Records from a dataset
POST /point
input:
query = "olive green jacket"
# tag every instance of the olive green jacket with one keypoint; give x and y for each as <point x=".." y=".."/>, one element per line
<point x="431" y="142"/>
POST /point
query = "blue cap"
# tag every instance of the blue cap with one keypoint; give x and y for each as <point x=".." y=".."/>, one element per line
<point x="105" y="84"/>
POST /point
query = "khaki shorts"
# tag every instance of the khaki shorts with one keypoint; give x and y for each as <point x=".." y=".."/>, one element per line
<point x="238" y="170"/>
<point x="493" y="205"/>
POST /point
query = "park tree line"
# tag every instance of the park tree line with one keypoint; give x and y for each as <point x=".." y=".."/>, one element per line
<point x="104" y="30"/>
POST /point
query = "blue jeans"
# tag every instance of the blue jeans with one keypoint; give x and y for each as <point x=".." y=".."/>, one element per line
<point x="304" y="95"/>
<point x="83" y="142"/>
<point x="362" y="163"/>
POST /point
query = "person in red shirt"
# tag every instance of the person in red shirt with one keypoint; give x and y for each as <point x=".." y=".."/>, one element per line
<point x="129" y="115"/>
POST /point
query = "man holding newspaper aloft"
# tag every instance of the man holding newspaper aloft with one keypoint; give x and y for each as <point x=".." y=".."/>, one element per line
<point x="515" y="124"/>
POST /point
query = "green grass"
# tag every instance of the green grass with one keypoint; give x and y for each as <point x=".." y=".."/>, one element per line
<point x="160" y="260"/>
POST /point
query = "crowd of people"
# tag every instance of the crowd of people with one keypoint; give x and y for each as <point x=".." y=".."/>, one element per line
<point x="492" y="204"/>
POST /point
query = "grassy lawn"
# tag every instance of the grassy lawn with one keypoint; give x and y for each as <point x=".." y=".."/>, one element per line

> _DIRECTIONS FOR THIS TASK_
Locate each line in the records above that contains the word "lawn", matching upper and lower case exactly, and copy those lines.

> _COMPLETE OUTPUT_
query = "grassy lawn"
# tag every instance of the grassy lawn with one keypoint; give x and y for each as <point x=".." y=".."/>, one element per line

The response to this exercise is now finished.